El próximo domingo día 14 de febrero, como es bien sabido, tendrán lugar las elecciones autonómicas al llamado Parlamento de Cataluña. Los partidos que concurren a ellas, con posibilidades de obtener representación y, de resultas, entrar en un gobierno, son harto conocidos tanto por sus desviados principios como por sus obras nefandas. Por un lado, los nacionalistas e independentistas ERC, CUP y las agrupaciones herederas de la antigua Convergència de Catalunya; por otro las facciones dominantes del régimen de 1978, como PP y PSOE, así como los recientes Ciudadanos y Podemos.
No será objeto de las siguientes líneas el peligro destructor que entrañan los partidos recién mentados, pues su gravedad –con ser mucha– no puede oscurecer la que suponen distintos movimientos y agrupaciones declaradamente opuestos al separatismo catalanista. Y es que existe otra clase de separatismo tan perverso y pernicioso como éste: el que difunden grupos como Vox, Dolça Catalunya, la heterogénea y minúscula familia de fachas, nazis e identitarios, o cierta asociación que difunde una especie de neocarlismo parroquial de sacristía, más apropiado para el entretenimiento en fiestas tradicionales, o el teatro, que para la lucha política contrarrevolucionaria.
¿De qué separatismo se trata? Comparaba Francisco Elías de Tejada (cf. ¿Qué es el Carlismo?, § 55) la tradición española, que solamente conserva en toda su integridad el Carlismo, con un bloque berroqueño, del que no cabía hacer fisuras para separar alguna de sus partes, a fin de defenderla aisladamente, pues inevitablemente han de entrar por las grietas las aguas emponzoñadas de la Revolución, que terminan por destruir lo que se pretendía salvaguardar. La exactitud de esta observación se verifica como regla general a lo largo de toda la historia del Carlismo, y cobra especial importancia en el momento que vive el Principado catalán actualmente.
Empezó la Revolución en el siglo XIX pretendiendo conservar la religión y la unidad de la patria con las falsas monarquías liberales que se decían confesionalmente católicas, pero aniquilaban los fueros y los fundamentos del orden antiguo de las Españas. Prosiguió a finales del siglo XIX y a principios del XX con un regionalismo catalanista que quería asegurar ciertas tradiciones regionales, pero separadas de la fidelidad al rey legítimo y degeneraron en un liberalismo conservador contra el que reaccionó otro liberalismo igualmente conservador que confundía (y confunde) la unidad de la patria con el centralismo jacobino, separado de toda idea de tradición. El avance de la revolución terminó de separar del conservadurismo la sombra de monarquía y falsa religión que todavía sostenía, y así se llegó a la II República.
La Cruzada de 1936, aunque pareciera augurar el restablecimiento del orden tradicional de las Españas, se vio malograda cuando el régimen nacido de ella quiso prescindir nuevamente de la fidelidad al rey y a los fueros so pretexto de defender mejor la religión y la unidad de la patria, para terminar vendiendo la primera con la excusa del Concilio Vaticano II y la segunda al amparo de la Constitución de 1978.

**REGISTROS APORTADOS**
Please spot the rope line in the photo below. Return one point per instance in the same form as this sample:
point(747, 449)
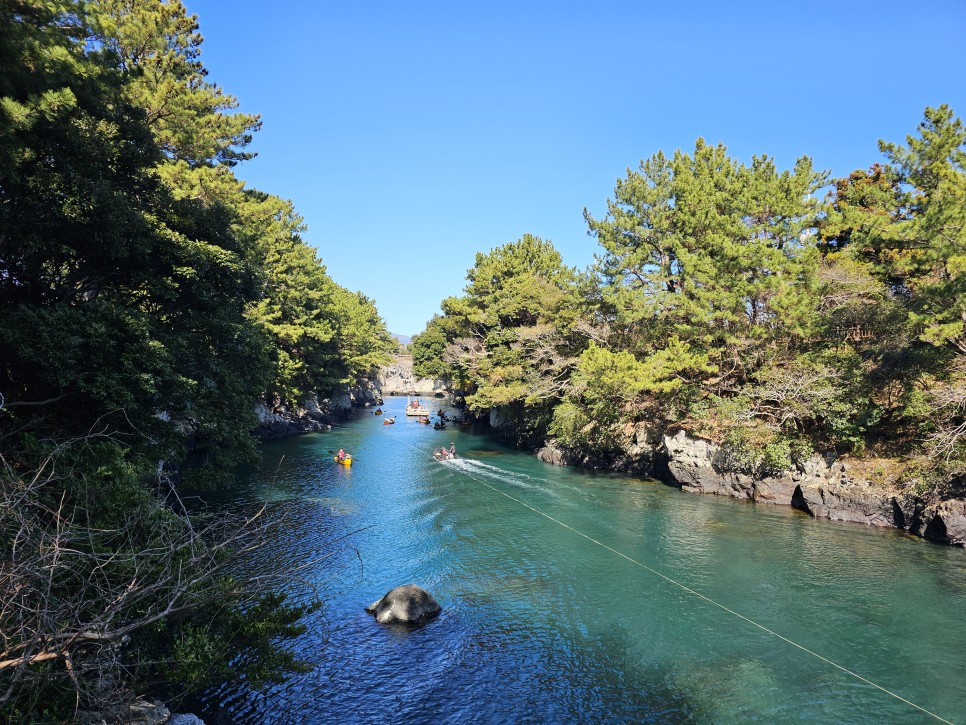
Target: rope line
point(707, 599)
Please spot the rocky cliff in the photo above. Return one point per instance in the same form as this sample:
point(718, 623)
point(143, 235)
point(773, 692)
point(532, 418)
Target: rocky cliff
point(824, 487)
point(398, 378)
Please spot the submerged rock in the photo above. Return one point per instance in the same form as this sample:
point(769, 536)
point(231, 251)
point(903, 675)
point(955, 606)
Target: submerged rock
point(407, 604)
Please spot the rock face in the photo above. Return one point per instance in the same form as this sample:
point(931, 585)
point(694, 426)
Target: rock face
point(407, 604)
point(821, 487)
point(311, 417)
point(639, 456)
point(398, 379)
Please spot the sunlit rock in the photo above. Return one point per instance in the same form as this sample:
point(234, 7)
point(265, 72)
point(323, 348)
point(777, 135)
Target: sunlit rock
point(407, 604)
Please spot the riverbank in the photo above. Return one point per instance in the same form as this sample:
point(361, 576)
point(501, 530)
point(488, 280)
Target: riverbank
point(826, 487)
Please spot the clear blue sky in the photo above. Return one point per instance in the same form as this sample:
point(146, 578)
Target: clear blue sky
point(412, 135)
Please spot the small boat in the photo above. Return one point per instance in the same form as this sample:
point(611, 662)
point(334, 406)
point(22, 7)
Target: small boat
point(414, 407)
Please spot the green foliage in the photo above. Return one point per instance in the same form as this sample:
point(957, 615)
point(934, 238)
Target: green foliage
point(147, 301)
point(510, 341)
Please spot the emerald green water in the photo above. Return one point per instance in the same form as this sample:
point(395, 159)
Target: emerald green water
point(576, 597)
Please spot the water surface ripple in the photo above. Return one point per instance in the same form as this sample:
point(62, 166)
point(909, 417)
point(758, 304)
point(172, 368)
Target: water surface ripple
point(542, 625)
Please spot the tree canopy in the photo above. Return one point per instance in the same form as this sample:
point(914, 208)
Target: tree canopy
point(148, 301)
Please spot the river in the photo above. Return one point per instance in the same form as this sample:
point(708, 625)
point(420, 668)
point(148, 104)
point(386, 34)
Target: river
point(577, 597)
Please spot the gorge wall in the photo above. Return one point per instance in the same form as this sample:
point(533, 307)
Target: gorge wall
point(824, 486)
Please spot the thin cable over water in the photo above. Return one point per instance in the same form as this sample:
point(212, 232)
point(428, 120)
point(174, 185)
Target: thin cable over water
point(707, 599)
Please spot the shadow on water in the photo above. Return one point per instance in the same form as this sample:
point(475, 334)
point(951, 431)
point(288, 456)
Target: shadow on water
point(543, 622)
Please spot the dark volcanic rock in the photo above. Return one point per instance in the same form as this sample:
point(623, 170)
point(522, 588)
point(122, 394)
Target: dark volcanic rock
point(407, 604)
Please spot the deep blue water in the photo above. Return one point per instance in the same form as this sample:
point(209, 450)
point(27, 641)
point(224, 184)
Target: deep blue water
point(573, 597)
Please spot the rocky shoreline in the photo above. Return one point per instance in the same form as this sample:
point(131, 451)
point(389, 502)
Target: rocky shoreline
point(824, 487)
point(314, 416)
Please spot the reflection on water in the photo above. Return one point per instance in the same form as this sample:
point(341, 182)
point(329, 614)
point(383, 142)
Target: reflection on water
point(563, 598)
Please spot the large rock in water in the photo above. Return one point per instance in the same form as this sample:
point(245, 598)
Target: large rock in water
point(407, 604)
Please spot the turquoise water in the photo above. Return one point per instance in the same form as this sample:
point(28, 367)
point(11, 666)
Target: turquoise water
point(576, 597)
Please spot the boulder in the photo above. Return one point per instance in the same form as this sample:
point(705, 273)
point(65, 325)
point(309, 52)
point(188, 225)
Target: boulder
point(407, 604)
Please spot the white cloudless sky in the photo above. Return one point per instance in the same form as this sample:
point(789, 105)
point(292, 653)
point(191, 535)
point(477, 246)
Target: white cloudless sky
point(411, 136)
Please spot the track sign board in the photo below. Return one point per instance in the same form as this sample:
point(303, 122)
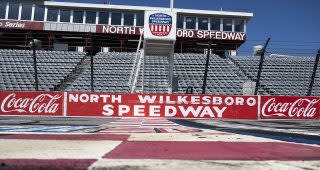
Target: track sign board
point(160, 25)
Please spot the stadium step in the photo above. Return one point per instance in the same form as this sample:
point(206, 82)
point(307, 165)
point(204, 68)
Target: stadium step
point(81, 67)
point(262, 90)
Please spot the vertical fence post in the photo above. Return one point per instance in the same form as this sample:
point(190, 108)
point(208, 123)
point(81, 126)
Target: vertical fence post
point(204, 86)
point(91, 62)
point(260, 66)
point(314, 71)
point(33, 46)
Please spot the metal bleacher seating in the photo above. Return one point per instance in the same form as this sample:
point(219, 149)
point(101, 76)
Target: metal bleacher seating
point(17, 71)
point(282, 75)
point(112, 73)
point(223, 76)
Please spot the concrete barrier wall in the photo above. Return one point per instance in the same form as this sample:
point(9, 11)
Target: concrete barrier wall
point(159, 105)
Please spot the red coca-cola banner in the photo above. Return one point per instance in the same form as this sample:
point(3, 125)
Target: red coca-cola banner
point(31, 103)
point(286, 107)
point(156, 105)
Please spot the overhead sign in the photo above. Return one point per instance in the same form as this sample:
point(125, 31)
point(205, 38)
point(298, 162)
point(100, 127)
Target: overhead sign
point(214, 35)
point(111, 29)
point(159, 105)
point(160, 25)
point(25, 25)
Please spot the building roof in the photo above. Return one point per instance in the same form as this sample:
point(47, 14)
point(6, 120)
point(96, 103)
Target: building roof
point(143, 8)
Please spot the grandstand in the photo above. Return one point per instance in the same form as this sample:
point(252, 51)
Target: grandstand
point(78, 39)
point(112, 72)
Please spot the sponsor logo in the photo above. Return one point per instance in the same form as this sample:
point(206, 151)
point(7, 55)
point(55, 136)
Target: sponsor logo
point(160, 24)
point(43, 103)
point(301, 108)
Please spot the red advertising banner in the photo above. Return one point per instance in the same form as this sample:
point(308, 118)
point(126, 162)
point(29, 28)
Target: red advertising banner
point(156, 105)
point(31, 103)
point(181, 33)
point(287, 107)
point(25, 25)
point(214, 35)
point(111, 29)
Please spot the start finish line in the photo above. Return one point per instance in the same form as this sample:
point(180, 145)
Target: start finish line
point(75, 104)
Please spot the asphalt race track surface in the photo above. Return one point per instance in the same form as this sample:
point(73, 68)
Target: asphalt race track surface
point(141, 143)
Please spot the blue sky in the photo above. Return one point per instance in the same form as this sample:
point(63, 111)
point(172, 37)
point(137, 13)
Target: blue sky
point(292, 25)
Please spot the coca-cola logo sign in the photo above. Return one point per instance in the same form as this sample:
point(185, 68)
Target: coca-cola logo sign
point(39, 104)
point(289, 108)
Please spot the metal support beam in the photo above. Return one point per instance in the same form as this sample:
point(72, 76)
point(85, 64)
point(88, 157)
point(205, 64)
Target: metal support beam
point(171, 67)
point(91, 63)
point(205, 76)
point(33, 46)
point(314, 71)
point(260, 67)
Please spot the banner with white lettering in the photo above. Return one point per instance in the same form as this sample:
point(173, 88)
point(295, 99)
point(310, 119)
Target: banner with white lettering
point(31, 103)
point(290, 107)
point(159, 105)
point(24, 25)
point(156, 105)
point(160, 25)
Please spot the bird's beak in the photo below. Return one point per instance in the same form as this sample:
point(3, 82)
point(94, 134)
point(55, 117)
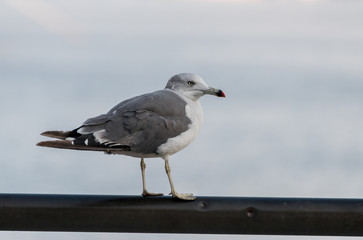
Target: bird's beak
point(215, 92)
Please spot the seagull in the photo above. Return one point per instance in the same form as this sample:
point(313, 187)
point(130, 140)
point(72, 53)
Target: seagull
point(156, 124)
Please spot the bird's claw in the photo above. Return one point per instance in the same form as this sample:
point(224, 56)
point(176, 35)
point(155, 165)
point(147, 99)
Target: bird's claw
point(146, 193)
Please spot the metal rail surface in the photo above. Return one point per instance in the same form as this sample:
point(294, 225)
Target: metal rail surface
point(205, 215)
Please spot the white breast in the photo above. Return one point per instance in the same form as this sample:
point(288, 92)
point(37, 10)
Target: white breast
point(195, 113)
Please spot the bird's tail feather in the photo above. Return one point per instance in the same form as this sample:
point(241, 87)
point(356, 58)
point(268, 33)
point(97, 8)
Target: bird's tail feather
point(57, 134)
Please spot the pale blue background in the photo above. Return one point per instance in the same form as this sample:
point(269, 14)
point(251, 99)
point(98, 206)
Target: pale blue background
point(291, 125)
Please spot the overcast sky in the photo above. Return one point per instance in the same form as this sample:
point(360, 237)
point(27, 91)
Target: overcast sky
point(291, 125)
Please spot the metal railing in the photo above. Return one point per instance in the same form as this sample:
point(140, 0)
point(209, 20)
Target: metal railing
point(206, 215)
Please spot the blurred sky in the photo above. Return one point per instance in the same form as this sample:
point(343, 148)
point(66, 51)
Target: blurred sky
point(291, 125)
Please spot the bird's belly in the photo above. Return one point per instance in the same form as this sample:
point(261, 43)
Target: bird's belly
point(175, 144)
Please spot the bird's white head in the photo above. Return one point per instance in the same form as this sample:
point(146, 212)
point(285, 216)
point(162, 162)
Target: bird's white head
point(192, 86)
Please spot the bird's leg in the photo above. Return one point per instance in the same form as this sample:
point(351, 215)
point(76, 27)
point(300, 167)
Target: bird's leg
point(145, 193)
point(183, 196)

**TUS INSTRUCCIONES**
Actualiza el fragmento del texto sobre las elecciones catalanas empezando por "No será objeto" y siguiendo hasta "lucha política contrarrevolucionaria.", con "dañino" en lugar de "pernicioso". Los registros proceden de una fuente distinta a la del texto.

**SOLUCIÓN**
No será objeto de las siguientes líneas el peligro destructor que entrañan los partidos recién mentados, pues su gravedad –con ser mucha– no puede oscurecer la que suponen distintos movimientos y agrupaciones declaradamente opuestos al separatismo catalanista. Y es que existe otra clase de separatismo tan perverso y dañino como éste: el que difunden grupos como Vox, Dolça Catalunya, la heterogénea y minúscula familia de fachas, nazis e identitarios, o cierta asociación que difunde una especie de neocarlismo parroquial de sacristía, más apropiado para el entretenimiento en fiestas tradicionales, o el teatro, que para la lucha política contrarrevolucionaria.